# Set task:
Render the records below as a Markdown table with the columns Row and Text. Give each nonblank line its own row, numbered in order, and leave out blank lines.

------ Data listing

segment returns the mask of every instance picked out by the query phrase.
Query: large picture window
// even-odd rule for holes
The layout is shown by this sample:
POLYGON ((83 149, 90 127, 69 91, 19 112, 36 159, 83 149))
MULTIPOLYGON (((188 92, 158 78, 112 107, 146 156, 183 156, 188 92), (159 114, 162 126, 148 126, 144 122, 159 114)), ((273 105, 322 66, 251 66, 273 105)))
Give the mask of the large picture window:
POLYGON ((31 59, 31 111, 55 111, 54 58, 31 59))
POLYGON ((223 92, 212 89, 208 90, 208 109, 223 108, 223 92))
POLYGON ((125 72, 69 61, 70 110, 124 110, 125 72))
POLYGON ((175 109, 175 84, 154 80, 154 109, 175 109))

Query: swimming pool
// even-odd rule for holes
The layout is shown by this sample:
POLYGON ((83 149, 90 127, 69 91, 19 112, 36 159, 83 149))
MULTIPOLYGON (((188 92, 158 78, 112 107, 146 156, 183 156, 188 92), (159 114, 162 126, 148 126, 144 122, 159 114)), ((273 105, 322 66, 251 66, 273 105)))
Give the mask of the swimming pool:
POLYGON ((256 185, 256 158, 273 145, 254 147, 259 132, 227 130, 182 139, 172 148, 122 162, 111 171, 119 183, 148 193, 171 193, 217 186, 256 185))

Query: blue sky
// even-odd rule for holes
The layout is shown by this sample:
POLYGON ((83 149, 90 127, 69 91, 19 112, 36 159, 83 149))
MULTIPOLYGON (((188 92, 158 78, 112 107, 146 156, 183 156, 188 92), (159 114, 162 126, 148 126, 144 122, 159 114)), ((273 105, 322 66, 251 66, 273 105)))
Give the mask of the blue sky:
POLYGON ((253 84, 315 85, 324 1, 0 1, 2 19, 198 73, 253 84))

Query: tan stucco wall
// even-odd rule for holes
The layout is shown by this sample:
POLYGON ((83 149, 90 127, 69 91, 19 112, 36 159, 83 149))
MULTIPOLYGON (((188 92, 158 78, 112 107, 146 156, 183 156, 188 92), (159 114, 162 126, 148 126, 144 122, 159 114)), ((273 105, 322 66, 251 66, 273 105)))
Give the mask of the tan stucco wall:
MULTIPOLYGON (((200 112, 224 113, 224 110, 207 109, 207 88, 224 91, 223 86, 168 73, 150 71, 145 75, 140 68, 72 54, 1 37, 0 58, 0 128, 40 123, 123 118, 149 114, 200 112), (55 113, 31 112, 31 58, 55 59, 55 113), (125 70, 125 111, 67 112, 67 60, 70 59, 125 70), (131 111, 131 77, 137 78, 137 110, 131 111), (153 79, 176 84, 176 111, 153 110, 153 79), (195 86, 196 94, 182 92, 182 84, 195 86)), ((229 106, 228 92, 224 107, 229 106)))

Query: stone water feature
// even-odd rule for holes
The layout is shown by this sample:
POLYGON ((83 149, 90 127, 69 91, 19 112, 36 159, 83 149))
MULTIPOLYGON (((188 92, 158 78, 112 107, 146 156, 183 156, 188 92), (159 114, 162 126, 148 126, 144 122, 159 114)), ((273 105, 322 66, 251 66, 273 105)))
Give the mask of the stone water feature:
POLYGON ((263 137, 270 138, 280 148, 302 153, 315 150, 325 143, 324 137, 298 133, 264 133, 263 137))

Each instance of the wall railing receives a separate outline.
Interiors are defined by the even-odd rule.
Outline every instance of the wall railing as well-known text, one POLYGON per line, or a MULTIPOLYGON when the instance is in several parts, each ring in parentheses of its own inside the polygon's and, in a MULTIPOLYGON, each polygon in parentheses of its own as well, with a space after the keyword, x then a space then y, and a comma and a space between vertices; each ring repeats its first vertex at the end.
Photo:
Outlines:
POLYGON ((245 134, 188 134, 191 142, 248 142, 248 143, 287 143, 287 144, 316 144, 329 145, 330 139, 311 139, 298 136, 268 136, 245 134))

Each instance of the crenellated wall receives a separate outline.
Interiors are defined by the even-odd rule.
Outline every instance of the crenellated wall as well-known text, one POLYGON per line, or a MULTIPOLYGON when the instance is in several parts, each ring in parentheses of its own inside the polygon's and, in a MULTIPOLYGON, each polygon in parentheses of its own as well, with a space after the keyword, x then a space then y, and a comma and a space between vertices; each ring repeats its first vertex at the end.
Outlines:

------------

# Exercise result:
| Row | Text |
|---|---|
| 1 | segment returns the mask of every instance picked out by the query phrase. |
| 2 | Query: large picture window |
| 3 | // even-odd rule for holes |
| 4 | The layout is shown by this sample: |
| 5 | POLYGON ((83 149, 90 127, 69 91, 19 112, 36 159, 83 149)) |
| 6 | MULTIPOLYGON (((188 92, 158 78, 112 107, 146 156, 183 156, 188 92), (159 114, 162 126, 148 126, 144 122, 159 114)), ((273 105, 322 66, 251 66, 273 105))) |
| 7 | Give the mask of the large picture window: |
| 8 | POLYGON ((31 59, 31 111, 55 111, 54 58, 31 59)) |
| 9 | POLYGON ((223 92, 212 89, 208 90, 208 109, 223 108, 223 92)) |
| 10 | POLYGON ((125 72, 69 61, 70 110, 124 110, 125 72)) |
| 11 | POLYGON ((175 109, 175 84, 154 80, 154 109, 175 109)) |
| 12 | Query: swimming pool |
| 13 | // even-odd rule for holes |
| 14 | The layout is shown by this sample: |
| 15 | POLYGON ((83 149, 90 127, 69 91, 19 112, 36 159, 83 149)) |
| 16 | MULTIPOLYGON (((188 92, 158 78, 112 107, 146 156, 183 156, 188 92), (159 114, 162 126, 148 126, 144 122, 159 114)), ((273 105, 322 66, 251 66, 273 105))) |
| 17 | Give the mask of the swimming pool: |
| 18 | POLYGON ((256 185, 256 158, 273 145, 254 147, 259 132, 227 130, 182 139, 172 148, 122 162, 111 171, 119 183, 148 193, 171 193, 217 186, 256 185)) |
| 19 | Query: blue sky |
| 20 | // even-odd rule for holes |
| 21 | The layout is shown by this sample: |
| 22 | POLYGON ((83 149, 90 127, 69 91, 19 112, 36 159, 83 149)) |
| 23 | MULTIPOLYGON (((188 92, 158 78, 112 107, 146 156, 183 156, 188 92), (159 114, 162 126, 148 126, 144 122, 159 114)), ((273 105, 322 66, 251 66, 273 105))) |
| 24 | Give the mask of the blue sky: |
| 25 | POLYGON ((253 84, 315 85, 324 1, 0 1, 2 19, 198 73, 253 84)) |
| 26 | Query: tan stucco wall |
| 27 | // even-odd rule for holes |
| 28 | The layout is shown by this sample: |
| 29 | POLYGON ((83 149, 90 127, 69 91, 19 112, 36 159, 83 149)) |
| 30 | MULTIPOLYGON (((188 92, 158 78, 112 107, 146 156, 183 156, 188 92), (159 114, 162 126, 148 126, 144 122, 159 114)), ((273 105, 322 66, 251 66, 273 105))) |
| 31 | Give the mask of the tan stucco wall: |
| 32 | MULTIPOLYGON (((200 112, 224 113, 224 110, 207 109, 207 88, 224 91, 223 86, 168 73, 150 71, 145 75, 140 68, 72 54, 1 37, 0 58, 0 128, 40 123, 123 118, 149 114, 200 112), (55 113, 31 112, 31 58, 55 59, 55 113), (125 70, 125 111, 67 112, 67 60, 70 59, 125 70), (131 111, 131 77, 137 78, 137 110, 131 111), (153 79, 176 84, 176 111, 153 110, 153 79), (195 86, 196 94, 182 92, 182 84, 195 86)), ((229 106, 228 92, 224 107, 229 106))) |
| 33 | Query: stone water feature |
| 34 | // even-odd rule for holes |
| 35 | The layout is shown by this sample: |
| 36 | POLYGON ((83 149, 90 127, 69 91, 19 112, 36 159, 83 149)) |
| 37 | MULTIPOLYGON (((188 92, 158 78, 112 107, 146 156, 183 156, 188 92), (159 114, 162 126, 148 126, 144 122, 159 114)), ((273 105, 322 66, 251 66, 273 105))) |
| 38 | Give the mask of the stone water feature: |
| 39 | POLYGON ((263 137, 270 138, 280 148, 302 153, 315 150, 325 143, 324 137, 298 133, 264 133, 263 137)) |
| 40 | Each instance of the wall railing receives a separate outline. |
| 41 | Interiors are defined by the even-odd rule. |
| 42 | Outline every instance of the wall railing as well-known text, one POLYGON per line, or a MULTIPOLYGON when the instance is in several parts, each ring in parentheses of its own inside the polygon's and, in a MULTIPOLYGON, each polygon in parentheses of its own as well, with a space after the keyword, x then a space then y, and a comma and a space between vertices; each ring repeats its first vertex at the end. |
| 43 | Photo: |
| 44 | Outlines: |
| 45 | POLYGON ((245 134, 188 134, 191 142, 248 142, 248 143, 287 143, 287 144, 316 144, 329 145, 330 139, 311 139, 298 136, 268 136, 245 134)) |
| 46 | Each instance of the crenellated wall receives a separate outline. |
| 47 | Interiors are defined by the even-odd rule. |
| 48 | Outline every instance of the crenellated wall as well-known text, one POLYGON per line, or a MULTIPOLYGON when the instance is in several parts, each ring in parentheses of its own inside the polygon's and, in a MULTIPOLYGON, each polygon in parentheses of its own as well, with a space after the keyword, x then a space then y, and a comma and a space between vertices; each ring repeats its first vertex at the end. |
| 49 | Outlines: |